[Start Text section]

Using Bayes theorem, it is possible to answer this and other related questions. Bayes theorem itself and the related calculations are the subject of another blog post. Here, we are presenting the case for and context of Bayes theorem.

Random Variables

Random variables are used to express probabilities of a group of related events. For example, an event could express getting a sum of 5 on the roll of two dice. But, related to this event are events where the sum is 2, 3, ... 12. Random variables are used to express the groups of related events and their respective probabilities.

A random variable is a function that maps outcomes from the sample space into numbers. This statement implies the definition of an experiment without which the set of outcomes is meaningless. Further, this statement also implies that the random variable expresses something about the outcomes. Let's look at an example.

[End Text section]

__Task set__.
• 1. According to the probability text, what does a random variable map outcomes from the sample space into?
• 2. Pick up the probability text after its last sentence and keep writing it.

[Start Supplied entries]

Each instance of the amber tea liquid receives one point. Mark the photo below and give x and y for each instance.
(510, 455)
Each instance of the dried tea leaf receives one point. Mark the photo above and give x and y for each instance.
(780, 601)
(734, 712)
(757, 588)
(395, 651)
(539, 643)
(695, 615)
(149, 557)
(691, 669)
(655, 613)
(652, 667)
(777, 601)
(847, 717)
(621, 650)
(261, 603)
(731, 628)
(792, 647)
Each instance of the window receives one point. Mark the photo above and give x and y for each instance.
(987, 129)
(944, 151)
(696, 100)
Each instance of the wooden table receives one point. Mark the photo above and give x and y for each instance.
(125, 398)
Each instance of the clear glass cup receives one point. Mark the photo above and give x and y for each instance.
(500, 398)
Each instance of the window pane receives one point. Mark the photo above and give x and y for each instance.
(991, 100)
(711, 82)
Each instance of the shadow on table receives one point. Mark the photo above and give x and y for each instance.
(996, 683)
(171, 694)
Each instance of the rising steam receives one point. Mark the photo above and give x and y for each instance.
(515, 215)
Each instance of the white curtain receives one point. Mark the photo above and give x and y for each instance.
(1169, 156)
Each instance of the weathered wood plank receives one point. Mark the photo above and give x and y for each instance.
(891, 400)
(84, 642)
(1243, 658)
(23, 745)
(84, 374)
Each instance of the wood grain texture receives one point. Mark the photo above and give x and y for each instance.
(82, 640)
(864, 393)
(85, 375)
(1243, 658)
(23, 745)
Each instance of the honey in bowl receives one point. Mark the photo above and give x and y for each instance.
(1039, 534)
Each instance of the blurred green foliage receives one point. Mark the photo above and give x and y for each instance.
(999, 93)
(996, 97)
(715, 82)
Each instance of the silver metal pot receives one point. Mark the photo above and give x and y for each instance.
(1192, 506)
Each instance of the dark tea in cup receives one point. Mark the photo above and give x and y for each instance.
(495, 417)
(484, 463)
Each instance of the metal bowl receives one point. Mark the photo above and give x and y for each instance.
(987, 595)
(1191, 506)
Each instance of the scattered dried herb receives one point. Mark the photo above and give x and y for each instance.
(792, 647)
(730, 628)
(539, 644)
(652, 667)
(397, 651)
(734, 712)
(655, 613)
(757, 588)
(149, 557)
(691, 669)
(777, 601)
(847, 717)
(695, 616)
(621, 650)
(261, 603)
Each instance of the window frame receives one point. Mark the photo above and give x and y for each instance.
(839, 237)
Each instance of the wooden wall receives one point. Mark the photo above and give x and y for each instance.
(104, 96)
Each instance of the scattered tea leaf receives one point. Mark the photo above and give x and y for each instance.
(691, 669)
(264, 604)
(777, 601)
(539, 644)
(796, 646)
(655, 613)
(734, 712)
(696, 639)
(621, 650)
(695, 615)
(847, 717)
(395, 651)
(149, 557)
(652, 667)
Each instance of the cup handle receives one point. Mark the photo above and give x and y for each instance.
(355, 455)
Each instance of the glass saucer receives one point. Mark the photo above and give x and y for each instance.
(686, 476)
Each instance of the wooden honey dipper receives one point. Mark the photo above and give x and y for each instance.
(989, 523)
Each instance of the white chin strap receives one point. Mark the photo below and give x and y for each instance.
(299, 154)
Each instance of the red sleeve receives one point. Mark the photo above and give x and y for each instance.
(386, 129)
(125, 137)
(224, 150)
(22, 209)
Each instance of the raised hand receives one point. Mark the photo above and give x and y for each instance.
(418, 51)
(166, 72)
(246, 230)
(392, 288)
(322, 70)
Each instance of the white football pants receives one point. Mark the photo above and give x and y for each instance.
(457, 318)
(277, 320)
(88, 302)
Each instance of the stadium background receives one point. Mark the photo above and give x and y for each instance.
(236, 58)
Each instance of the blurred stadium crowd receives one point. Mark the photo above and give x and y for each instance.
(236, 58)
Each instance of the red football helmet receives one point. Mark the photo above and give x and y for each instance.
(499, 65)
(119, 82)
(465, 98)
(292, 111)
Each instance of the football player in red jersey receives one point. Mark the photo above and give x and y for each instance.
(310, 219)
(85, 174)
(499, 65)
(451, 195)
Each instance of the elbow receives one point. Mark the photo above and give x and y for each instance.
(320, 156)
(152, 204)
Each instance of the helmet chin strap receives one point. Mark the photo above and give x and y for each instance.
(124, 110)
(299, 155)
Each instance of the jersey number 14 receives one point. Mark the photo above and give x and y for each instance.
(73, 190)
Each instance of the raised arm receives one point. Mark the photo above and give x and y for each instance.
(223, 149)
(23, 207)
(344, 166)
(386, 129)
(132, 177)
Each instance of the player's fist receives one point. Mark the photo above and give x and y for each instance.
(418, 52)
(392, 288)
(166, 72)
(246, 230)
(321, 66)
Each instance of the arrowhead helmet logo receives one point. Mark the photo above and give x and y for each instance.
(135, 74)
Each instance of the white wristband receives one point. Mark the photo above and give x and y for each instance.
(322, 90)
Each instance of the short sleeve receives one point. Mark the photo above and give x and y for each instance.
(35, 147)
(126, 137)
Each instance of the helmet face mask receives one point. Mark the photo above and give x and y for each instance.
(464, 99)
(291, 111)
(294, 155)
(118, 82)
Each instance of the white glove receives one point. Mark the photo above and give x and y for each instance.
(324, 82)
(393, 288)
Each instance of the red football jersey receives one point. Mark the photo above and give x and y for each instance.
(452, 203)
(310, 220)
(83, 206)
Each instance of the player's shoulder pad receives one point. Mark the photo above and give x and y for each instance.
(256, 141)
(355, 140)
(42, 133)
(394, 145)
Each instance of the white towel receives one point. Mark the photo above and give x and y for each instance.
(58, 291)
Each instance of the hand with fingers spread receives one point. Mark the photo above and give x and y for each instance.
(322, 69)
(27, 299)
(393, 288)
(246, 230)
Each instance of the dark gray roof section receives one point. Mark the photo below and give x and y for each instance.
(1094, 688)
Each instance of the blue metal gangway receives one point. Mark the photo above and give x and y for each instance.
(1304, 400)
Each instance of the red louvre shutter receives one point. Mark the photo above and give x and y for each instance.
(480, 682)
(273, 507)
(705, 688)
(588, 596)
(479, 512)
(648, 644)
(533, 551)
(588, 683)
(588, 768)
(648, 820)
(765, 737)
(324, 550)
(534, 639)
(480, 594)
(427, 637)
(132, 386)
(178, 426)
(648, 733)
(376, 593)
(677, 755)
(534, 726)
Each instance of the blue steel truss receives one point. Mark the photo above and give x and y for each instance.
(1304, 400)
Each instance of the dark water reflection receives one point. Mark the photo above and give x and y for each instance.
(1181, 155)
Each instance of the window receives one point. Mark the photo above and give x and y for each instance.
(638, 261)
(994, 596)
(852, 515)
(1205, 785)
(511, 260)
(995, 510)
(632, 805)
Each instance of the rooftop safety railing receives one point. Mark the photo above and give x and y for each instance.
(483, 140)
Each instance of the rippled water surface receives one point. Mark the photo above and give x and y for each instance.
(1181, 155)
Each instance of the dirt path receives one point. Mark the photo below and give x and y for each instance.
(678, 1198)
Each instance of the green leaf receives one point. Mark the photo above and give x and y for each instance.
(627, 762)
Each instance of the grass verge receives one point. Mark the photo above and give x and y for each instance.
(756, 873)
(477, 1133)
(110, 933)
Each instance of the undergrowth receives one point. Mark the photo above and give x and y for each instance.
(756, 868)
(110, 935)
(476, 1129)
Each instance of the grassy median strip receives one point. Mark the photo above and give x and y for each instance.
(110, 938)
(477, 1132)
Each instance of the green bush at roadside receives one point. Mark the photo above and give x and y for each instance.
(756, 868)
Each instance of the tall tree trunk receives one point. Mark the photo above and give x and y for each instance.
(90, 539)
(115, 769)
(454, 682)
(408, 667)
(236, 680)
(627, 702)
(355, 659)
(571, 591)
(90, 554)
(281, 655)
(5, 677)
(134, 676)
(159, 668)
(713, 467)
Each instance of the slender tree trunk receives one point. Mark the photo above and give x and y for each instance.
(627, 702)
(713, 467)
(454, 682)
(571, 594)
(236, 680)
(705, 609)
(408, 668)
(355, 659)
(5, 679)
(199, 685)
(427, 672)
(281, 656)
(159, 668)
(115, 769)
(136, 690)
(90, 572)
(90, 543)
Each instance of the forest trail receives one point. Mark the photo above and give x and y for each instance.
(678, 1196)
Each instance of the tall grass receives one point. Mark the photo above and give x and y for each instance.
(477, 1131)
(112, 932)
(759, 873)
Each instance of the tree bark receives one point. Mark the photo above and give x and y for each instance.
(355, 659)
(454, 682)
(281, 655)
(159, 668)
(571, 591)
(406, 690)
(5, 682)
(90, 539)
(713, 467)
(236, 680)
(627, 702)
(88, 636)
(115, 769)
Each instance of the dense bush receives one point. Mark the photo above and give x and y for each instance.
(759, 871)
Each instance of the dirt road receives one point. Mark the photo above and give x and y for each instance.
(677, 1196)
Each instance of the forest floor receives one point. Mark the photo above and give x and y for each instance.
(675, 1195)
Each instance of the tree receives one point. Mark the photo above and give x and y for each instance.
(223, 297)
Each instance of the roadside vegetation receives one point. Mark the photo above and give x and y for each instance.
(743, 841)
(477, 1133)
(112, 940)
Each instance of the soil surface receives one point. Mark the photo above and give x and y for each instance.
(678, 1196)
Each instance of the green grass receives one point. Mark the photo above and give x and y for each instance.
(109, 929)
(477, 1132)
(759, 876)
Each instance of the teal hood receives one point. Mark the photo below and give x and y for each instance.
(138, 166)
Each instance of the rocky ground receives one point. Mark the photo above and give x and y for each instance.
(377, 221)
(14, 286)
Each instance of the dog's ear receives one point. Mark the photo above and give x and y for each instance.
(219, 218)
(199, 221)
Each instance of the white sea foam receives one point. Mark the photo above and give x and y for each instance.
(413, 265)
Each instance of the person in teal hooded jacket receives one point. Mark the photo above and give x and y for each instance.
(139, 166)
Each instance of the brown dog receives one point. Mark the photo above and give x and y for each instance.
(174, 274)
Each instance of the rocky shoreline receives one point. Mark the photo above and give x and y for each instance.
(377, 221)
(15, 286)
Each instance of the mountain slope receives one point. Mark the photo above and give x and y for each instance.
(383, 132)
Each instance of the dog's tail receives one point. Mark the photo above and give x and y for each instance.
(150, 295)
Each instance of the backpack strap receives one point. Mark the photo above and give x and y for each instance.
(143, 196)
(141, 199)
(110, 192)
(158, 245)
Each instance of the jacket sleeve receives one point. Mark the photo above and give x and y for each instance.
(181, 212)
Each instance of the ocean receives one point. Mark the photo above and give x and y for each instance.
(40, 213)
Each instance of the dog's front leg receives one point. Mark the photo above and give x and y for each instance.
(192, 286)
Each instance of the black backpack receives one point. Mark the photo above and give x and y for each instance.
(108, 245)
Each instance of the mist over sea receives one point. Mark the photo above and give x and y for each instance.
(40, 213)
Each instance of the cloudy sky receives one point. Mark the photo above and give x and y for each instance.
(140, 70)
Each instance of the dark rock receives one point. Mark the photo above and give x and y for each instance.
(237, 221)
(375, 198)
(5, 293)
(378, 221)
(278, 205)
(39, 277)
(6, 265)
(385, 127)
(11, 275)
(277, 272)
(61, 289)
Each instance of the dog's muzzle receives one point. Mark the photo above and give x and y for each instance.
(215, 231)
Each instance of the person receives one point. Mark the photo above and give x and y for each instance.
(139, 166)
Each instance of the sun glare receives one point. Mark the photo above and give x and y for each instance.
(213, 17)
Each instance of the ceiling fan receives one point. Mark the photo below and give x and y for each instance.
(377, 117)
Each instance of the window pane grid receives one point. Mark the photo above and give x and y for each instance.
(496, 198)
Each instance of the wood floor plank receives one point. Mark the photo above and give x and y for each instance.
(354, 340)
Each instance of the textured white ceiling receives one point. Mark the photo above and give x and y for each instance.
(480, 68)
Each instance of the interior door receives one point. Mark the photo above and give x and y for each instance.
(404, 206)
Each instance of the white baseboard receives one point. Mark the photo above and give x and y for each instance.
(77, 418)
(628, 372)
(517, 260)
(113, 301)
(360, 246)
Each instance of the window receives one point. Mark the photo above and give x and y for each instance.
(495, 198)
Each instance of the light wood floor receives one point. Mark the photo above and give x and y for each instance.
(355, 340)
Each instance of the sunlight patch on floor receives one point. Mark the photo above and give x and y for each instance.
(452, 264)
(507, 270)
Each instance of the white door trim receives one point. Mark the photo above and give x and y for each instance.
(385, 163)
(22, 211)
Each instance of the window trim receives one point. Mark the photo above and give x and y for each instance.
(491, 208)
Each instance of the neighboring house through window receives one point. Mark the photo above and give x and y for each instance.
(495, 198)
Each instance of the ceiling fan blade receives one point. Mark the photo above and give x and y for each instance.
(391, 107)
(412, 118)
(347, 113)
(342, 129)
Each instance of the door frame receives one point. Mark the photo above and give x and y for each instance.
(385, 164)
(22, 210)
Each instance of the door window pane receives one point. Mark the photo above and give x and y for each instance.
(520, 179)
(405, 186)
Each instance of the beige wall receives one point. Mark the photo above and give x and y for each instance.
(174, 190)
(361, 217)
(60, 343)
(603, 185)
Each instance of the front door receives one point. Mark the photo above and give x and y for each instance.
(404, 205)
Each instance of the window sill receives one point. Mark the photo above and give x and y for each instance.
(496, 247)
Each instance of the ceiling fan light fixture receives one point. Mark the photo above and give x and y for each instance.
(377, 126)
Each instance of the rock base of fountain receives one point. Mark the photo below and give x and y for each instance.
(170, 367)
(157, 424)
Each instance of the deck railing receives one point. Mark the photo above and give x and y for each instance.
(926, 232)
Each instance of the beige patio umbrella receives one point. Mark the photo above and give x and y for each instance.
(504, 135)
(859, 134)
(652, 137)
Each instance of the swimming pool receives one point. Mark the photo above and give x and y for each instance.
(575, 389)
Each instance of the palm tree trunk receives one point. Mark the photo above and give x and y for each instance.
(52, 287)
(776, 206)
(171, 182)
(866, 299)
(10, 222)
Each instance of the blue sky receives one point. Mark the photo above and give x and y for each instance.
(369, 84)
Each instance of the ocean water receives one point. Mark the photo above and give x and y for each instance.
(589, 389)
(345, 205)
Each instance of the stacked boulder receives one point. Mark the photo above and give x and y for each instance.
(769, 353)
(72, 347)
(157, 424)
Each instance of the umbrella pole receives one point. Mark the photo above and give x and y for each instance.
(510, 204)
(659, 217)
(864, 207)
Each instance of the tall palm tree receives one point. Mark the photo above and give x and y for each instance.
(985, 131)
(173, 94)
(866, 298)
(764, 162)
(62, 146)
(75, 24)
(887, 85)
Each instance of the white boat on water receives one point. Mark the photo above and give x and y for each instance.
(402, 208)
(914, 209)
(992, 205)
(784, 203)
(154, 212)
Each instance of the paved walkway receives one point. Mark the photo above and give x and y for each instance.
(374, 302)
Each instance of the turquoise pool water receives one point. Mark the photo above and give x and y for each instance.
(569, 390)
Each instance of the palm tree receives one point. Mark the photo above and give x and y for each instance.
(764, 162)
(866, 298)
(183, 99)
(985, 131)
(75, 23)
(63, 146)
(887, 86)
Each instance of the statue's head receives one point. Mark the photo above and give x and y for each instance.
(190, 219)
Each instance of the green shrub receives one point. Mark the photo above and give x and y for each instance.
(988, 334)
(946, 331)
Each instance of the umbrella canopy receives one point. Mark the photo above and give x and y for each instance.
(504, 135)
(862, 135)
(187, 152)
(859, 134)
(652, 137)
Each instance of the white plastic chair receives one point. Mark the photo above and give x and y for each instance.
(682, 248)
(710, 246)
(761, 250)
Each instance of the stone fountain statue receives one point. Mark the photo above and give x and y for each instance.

[End Supplied entries]

__Answers to the problems__.
• 1. Numbers.

• 2.
For example, the experiment is two flips of a coin. The sample set is { HH, HT, TH, TT }. One possibility for a random variable could be:

X: the number of heads

The values for X are { 0, 1, 2 }

So, X has taken the outcomes and mapped them into a set of numbers.

Now, each of the values of X has a probability associated with it:

P(X=0) = 1/4
P(X=1) = 1/2
P(X=2) = 1/4

The above can be expressed as a function F(X) whose individual values are f(x) where each f(x) is actually P(X=t). This means:

f(0) = P(X=0) = 1/4
f(1) = P(X=1) = 1/2
f(2) = P(X=2) = 1/4

The function F(X) is called the probability mass function.

There is one more commonly associated concept with random variables - the Expected Value

The Expected Value E(X) is the weighted sum of the values of X with their corresponding probabilities. For the above example, the expected value is:

E(X) = 0 x f(0) + 1 x f(1) + 2 x f(2)
= 0 + 1/2 + 2/4
= 1

What this implies is that if the experiment is carried out for a large enough number of times and the values of X obtained from the experiments are averaged, then the answer will be 1.

This is reasonable because we are likely to get the value 0 for a quatter of the time, 1 for half the time and 2 for another quarter of the time. Like a sequence like: 1,2,1,0,1,0,1,2,... and the average of this is going to be 1 (or close to it).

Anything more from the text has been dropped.